Source document:
Young people are more likely to report Covid-19 reinfection, according to a study published in the preprint server MedRxiv.
The authors of the study, including those from Mount Sinai, the Naval Research Centre, examined 3,249 young, healthy, mostly male Marine recruits between the ages of 18-20 before they started basic training.
Of the 189 participants that tested positive for antibodies, 19 ended up testing positive for the virus six weeks later, according to the study.
“Our findings indicate that reinfection by SARS-CoV-2 in healthy young adults is common,” said Mount Sinai’s Dr Stuart Sealfon in a release.
The researchers noted that though “antibodies induced by infection to SARS-CoV-2 are largely protective, they do not guarantee effective immunity against subsequent infection.”
The results revealed that of the 19 recruits who were reinjected, 84.2 per cent, or 16 of them, didn’t show any symptoms at all.

Task goal: Continue the article above on Covid-19 reinfection among Marine recruits, starting after its last sentence.

Dataset items:
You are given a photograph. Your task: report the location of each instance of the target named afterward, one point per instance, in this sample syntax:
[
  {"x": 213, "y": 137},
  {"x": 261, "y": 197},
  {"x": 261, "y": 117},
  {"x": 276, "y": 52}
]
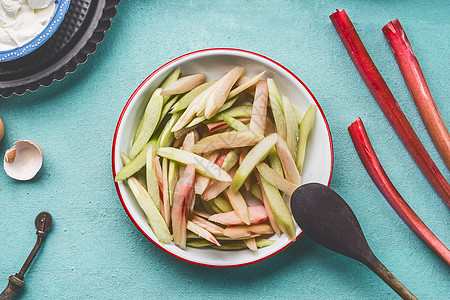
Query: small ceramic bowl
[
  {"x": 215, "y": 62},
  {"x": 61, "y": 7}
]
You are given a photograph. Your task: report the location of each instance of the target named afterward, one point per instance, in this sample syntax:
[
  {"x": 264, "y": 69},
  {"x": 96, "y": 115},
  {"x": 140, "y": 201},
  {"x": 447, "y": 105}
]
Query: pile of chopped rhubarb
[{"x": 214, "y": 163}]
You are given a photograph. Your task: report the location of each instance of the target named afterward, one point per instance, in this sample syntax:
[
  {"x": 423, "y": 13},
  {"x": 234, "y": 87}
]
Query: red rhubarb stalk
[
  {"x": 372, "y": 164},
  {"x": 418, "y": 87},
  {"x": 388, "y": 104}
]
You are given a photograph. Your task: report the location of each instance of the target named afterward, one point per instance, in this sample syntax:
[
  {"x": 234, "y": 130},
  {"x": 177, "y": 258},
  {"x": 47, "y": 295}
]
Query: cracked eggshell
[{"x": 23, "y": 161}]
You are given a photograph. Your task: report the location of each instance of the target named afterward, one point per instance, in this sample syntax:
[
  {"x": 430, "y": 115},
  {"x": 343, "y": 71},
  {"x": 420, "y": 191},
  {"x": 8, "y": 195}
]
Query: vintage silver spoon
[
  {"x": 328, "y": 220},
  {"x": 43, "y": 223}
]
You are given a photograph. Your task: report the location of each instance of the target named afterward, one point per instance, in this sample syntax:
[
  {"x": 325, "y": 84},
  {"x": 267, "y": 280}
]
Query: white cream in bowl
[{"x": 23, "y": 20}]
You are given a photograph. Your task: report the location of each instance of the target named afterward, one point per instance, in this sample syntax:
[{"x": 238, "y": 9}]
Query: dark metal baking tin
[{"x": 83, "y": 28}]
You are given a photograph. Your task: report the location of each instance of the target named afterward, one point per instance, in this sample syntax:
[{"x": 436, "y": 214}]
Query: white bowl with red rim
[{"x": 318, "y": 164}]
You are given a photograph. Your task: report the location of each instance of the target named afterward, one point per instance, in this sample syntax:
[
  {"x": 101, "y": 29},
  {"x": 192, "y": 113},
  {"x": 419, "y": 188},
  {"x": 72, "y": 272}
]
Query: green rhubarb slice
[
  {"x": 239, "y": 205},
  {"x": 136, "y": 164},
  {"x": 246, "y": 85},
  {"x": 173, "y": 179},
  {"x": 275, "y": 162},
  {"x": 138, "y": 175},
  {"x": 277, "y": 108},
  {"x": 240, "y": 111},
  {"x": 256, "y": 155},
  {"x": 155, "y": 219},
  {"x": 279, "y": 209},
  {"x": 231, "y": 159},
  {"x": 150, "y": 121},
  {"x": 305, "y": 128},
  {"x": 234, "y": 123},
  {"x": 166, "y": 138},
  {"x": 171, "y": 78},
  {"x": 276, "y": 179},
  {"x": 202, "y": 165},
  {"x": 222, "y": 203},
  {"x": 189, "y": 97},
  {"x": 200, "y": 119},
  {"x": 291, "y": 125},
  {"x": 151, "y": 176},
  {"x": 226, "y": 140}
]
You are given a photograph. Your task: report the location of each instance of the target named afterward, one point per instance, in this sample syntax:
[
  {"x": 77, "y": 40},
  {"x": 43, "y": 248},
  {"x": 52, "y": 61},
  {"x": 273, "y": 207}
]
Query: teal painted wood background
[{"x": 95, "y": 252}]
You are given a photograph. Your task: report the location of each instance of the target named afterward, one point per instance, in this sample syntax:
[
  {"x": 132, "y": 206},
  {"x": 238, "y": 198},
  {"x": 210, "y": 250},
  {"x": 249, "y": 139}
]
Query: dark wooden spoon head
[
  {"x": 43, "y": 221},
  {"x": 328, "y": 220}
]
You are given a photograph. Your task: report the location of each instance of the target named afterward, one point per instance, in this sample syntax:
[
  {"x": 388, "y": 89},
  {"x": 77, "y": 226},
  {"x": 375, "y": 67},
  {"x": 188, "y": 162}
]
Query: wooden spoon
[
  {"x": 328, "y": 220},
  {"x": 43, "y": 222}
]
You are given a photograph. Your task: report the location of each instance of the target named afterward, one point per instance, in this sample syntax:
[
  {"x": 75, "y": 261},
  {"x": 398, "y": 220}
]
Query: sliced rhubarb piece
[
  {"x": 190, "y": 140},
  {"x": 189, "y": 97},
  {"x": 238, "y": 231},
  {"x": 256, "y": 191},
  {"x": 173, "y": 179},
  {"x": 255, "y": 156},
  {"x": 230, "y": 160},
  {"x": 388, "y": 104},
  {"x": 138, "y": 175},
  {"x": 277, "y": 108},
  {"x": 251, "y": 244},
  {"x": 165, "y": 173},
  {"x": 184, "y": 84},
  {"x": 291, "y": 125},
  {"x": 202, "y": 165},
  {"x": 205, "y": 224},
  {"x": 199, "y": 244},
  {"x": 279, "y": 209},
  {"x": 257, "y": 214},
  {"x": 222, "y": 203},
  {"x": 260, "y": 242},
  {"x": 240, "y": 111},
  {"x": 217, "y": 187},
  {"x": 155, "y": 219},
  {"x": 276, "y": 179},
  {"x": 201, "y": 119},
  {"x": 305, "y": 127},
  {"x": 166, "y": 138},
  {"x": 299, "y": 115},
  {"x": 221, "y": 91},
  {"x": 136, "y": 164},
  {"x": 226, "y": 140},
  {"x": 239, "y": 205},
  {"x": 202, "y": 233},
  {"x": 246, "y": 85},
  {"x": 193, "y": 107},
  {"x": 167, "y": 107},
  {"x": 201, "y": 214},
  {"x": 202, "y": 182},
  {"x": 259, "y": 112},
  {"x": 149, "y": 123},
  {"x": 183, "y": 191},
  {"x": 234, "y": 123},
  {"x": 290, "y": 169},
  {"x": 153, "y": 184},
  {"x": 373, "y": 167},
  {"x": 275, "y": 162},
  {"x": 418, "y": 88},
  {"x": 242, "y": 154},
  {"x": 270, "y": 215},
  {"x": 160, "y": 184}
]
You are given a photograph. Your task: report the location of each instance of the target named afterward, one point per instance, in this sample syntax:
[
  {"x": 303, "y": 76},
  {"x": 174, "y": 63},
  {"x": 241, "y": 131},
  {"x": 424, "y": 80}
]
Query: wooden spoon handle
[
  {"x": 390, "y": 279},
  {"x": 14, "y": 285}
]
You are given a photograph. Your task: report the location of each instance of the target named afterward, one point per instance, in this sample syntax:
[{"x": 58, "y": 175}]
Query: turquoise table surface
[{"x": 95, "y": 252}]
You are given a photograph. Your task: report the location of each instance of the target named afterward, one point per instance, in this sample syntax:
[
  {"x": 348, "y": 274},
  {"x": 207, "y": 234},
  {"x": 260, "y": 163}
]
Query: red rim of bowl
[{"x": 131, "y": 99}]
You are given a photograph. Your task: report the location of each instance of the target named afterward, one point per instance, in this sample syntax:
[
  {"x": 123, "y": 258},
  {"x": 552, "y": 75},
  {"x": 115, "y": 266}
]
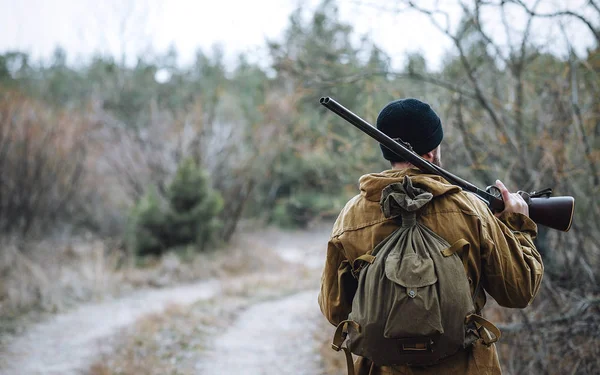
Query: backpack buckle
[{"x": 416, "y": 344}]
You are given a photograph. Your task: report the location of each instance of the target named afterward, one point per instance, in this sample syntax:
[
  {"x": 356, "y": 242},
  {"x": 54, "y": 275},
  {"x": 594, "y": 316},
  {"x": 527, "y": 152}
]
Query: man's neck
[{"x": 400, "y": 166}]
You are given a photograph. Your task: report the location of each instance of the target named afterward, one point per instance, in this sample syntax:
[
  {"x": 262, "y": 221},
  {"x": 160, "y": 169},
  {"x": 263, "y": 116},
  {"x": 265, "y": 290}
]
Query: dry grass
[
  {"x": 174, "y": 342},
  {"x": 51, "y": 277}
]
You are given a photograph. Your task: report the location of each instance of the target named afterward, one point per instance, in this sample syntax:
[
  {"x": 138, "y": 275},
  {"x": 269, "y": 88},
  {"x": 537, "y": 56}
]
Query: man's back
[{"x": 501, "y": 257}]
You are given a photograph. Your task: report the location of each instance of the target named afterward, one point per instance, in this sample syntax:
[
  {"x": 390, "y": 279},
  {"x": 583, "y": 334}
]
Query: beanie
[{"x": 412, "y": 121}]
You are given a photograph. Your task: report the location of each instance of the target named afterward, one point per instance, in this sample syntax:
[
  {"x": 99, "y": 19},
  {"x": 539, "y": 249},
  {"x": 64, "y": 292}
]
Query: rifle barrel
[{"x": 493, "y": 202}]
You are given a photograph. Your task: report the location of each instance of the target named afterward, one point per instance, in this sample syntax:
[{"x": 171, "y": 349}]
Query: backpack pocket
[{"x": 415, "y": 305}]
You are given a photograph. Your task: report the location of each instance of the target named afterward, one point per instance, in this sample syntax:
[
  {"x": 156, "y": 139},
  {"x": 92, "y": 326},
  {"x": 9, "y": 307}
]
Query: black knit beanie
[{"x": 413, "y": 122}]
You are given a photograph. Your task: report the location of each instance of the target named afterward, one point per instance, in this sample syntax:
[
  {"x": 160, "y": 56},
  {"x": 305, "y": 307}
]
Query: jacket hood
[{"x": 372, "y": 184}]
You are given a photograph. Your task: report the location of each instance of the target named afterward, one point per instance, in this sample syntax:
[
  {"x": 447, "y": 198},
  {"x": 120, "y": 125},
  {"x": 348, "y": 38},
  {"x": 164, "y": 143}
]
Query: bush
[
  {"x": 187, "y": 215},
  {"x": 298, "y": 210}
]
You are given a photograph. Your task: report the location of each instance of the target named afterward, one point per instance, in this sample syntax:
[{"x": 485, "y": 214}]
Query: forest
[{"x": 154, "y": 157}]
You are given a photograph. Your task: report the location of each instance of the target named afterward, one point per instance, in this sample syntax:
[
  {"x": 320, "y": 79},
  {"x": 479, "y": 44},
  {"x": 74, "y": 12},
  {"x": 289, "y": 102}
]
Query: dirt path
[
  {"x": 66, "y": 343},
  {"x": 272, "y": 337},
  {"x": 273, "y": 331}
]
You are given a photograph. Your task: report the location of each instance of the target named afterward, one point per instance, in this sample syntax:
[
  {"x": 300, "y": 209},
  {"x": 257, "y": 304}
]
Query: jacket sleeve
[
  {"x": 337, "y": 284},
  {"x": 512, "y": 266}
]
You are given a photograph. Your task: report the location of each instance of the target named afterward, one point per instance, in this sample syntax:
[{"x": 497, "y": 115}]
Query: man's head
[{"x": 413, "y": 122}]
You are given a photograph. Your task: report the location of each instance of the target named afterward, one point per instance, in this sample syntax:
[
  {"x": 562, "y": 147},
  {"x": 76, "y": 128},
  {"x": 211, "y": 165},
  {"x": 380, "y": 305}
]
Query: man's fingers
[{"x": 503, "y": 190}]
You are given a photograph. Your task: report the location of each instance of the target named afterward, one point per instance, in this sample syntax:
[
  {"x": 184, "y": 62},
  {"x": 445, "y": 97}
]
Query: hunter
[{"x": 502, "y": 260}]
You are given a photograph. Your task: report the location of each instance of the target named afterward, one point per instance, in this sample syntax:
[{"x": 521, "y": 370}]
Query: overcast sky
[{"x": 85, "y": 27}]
---
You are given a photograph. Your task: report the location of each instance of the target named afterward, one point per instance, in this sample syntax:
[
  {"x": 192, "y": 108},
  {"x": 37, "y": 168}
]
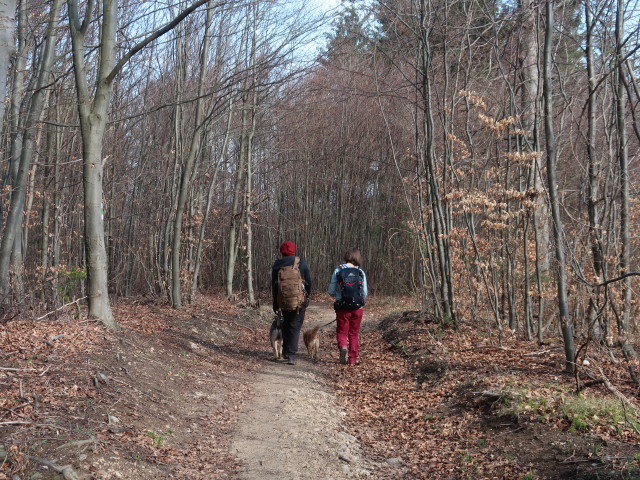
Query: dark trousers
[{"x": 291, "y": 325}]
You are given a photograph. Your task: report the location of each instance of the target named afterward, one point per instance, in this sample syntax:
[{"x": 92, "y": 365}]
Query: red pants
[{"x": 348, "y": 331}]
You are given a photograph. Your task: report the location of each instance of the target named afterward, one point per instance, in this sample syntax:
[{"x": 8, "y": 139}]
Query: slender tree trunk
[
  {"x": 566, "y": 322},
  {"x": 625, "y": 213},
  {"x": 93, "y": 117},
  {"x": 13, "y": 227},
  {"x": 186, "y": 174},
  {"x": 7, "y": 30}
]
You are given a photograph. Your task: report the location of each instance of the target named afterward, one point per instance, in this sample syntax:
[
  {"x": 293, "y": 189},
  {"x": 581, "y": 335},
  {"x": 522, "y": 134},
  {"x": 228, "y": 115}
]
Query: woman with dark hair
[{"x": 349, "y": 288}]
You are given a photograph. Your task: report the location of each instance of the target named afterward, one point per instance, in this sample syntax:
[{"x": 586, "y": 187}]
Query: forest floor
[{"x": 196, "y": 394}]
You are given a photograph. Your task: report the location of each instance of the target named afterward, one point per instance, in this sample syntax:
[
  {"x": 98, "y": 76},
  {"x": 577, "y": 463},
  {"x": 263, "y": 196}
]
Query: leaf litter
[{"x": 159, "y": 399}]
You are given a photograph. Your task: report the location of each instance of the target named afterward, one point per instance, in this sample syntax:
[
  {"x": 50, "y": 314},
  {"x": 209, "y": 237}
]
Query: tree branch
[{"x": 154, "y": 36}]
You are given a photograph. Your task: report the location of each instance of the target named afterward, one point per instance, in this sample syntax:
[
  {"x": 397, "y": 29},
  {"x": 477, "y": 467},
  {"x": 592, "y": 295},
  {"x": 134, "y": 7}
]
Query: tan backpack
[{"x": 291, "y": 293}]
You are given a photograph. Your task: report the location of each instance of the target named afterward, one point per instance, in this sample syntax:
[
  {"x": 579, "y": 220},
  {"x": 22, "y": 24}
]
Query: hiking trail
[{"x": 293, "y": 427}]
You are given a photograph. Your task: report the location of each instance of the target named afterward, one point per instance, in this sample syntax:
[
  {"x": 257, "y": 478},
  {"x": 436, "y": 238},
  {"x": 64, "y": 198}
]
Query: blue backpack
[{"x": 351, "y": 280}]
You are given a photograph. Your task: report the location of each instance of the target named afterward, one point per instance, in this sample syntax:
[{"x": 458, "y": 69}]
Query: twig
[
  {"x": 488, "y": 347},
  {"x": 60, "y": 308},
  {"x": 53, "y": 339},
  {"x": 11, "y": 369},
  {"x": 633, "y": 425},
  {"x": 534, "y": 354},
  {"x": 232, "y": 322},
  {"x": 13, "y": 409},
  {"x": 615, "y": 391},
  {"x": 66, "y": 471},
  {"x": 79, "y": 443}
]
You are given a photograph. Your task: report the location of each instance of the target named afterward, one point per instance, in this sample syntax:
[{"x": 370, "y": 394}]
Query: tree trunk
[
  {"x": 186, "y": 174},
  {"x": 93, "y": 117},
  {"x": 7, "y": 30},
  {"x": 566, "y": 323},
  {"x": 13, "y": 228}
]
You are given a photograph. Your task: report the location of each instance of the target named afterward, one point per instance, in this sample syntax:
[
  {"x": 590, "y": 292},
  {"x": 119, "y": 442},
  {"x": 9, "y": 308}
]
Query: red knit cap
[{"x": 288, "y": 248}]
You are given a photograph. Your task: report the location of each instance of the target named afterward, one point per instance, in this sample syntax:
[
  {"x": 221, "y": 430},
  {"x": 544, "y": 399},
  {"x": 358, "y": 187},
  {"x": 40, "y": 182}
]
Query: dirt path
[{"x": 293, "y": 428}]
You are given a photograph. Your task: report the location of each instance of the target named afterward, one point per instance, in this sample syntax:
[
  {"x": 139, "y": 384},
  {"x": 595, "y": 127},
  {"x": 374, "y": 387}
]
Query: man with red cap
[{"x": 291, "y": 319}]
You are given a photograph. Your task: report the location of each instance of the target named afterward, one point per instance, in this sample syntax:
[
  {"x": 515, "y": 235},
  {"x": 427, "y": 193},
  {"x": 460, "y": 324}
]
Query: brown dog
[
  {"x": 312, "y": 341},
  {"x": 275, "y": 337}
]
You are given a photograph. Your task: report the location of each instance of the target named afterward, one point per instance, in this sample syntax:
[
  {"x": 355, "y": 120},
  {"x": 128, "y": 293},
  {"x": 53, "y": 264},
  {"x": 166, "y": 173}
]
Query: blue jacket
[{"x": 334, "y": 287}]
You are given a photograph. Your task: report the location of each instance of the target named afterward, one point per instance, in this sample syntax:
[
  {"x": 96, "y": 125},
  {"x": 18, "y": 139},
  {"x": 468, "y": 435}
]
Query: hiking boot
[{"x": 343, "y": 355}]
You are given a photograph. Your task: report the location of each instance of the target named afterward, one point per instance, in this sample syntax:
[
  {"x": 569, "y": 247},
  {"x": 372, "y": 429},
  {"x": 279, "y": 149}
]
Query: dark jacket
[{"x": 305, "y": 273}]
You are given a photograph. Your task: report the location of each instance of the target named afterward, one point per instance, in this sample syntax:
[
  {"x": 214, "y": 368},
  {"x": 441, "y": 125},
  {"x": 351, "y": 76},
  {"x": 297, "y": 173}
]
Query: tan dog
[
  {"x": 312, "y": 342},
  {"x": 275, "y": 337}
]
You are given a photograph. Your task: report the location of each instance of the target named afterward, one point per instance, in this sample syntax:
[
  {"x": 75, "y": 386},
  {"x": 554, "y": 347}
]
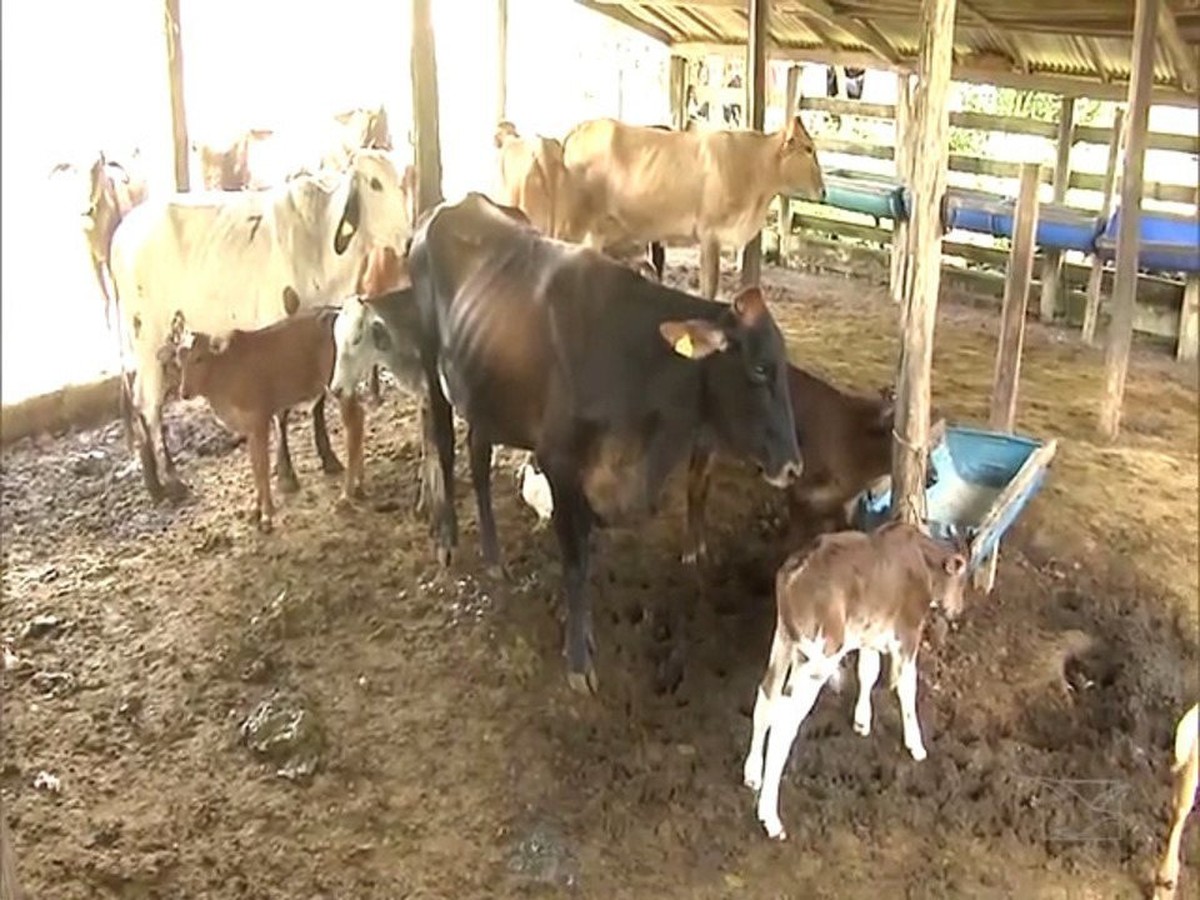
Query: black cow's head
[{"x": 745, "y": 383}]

Expected answer:
Researchers noted that overall, many young people who contract the virus tend to be asymptomatic or have few symptoms. This can lead to a less robust immune memory response.
“This could lead to higher overall rates of re-infection among this population compared to other populations,” researchers wrote.
They added that those who are reinfected could “have a similar capacity” to transmit the infection as those who are infected the first time.
The researchers also pointed out that little is known about vaccine immunity and said it is “possible that both previously infected and vaccinated individuals may later become infected” again.
The researchers concluded that young adults “can be an important source of transmission to more vulnerable populations.”